### PASSAGE
· · · · ·
For a Smoked Lapsang, it is fairly balanced, you can tease out the tea elements underlying the campfire scents and flavors. It shows a bit of affinity for Oolong teas with a strong menthol element in the finish. However, it is a tea you will be tasting ALL day. You might brush your teeth once, you might brush your teeth twice, but you are still going to be tasting campfire and pine sap when you go to bed at night. So, if you don’t enjoy smoky flavors, this probably is not a tea for you. A good tea for cold winter nights (and it might make a nice addition to a hot toddy).
It’s funny, this lapsang is actually smokier tasting up front than the Pine Sap Lapsang, but somehow I enjoy it more. Weird.
Anyway, this is pretty much exactly like drinking a campfire. Super-smoky, but with a decent, somewhat sweet, black tea backbone. Interestingly, while it is smokier up front, the smoke flavor recedes more in the aftertaste, isn’t as cling-ey, and it is the core of the sweet tea flavor the sticks in your mind. If I were drinking smoked Lapsang, this is the one I would drink.
While I enjoyed trying all these Lapsangs, the ones that really stuck with me were the “Traditional” and the “Herby” Lapsangs. I am definitely now more curious about black teas from Fujian!
Jinjunmei is a Black Tea from the Wuyi region of Fujian, specifically, a village named Tongmu.
Unlike traditional and smoked Lapsang teas, Jinjunmei is a relatively recent innovation.
“In 2006, another innovation took place in Tongmu. A Fujian official asked Jiang Yuanxun, the biggest manufacturer in Tongmu, to make some tea as a gift using bud tea and without the familiar smoking. The tea was made by Liange Junde, the tea master that worked for Mr Jiang at the time, and the tea Jin Jun Mei was born. In 2007, it went into production and rapidly became the most expensive black tea ever sold in China.”
Jinjunmei is essentially the type of early spring, carefully picked, all bud material that would normally be used for Silver Needle (or Baihao Yinzhen) White Tea. But, instead of being processed into White Tea, it is fully oxidized and then dried.
As I mentioned, Baihao Yinzhen, due to the labor necessary to carefully pick the individual spring tea buds, tends to be the most expensive of Chinese White Teas.
Making a Black Tea from this type of material is a true conspicuous luxury move.
· · · · ·
### PROVIDED MATERIAL
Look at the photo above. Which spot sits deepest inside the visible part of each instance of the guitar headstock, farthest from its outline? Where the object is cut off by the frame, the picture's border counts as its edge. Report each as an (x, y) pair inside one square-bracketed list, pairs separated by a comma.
· · · · ·
### EXERCISE INSTRUCTIONS
**A)** In the tea passage, what village in the Wuyi region of Fujian is Jinjunmei from?
**B)** Repeat the tea passage word for word between "Anyway, this is" and "teas from Fujian!", inclusive.
**C)** Write the next part of the tea passage, picking up after its final sentence.
The listing isn't needed here.

### ANSWER SET
**A)** Tongmu.

**B)**
Anyway, this is pretty much exactly like drinking a campfire. Super-smoky, but with a decent, somewhat sweet, black tea backbone. Interestingly, while it is smokier up front, the smoke flavor recedes more in the aftertaste, isn’t as cling-ey, and it is the core of the sweet tea flavor the sticks in your mind. If I were drinking smoked Lapsang, this is the one I would drink.
While I enjoyed trying all these Lapsangs, the ones that really stuck with me were the “Traditional” and the “Herby” Lapsangs. I am definitely now more curious about black teas from Fujian!

**C)**
The early flavors/scents are citrus-like. Secondary flavors evoke peach and pear. The aftertaste is subtle yet lengthy, returning to the citrus-like character, with a touch of mint-camphor overtone.
It is a lighter and subtler tea than the unsmoked Wild Lapsang, as you would expect from the material.
It is another great tea to try, whether it ends up being your favorite Black tea will be a matter of personal taste.
The process for making Black Tea probably originated in Wuyi area of Fujian. There are different myths about it.
Allegedly, most tea was processed as green tea up until a raiding party invaded a Wuyi Mountain village during the tea harvest. The villagers fled from the raiders. When they came back they discovered that their tea had turned black. It was ruined! They dried it anyway and found that some people enjoyed it, especially, the English, (who would later go on to found entire tea industries in India and Sri Langka based on imitating this tea).
The difference between Green Tea and Black Tea IS that the leaves are allowed to oxidize before they are finally dried.
There is a type of Black Tea from Fujian that is usually called “Lapsang Souchong” in the West. Most often it is a tea that is dried over pine wood.
However, “traditional” Lapsang Souchong is not smoked, and even the more traditional smoky kinds have a lighter smoke character than you might expect.
This is not a smoked tea!
The early flavors remind me a bit of sweet potato, the middle flavors are stone fruit, and the late flavors and aftertaste are a bit menthol/tarragon.
It is a delicious and complex Black tea which rewards multiple steeps.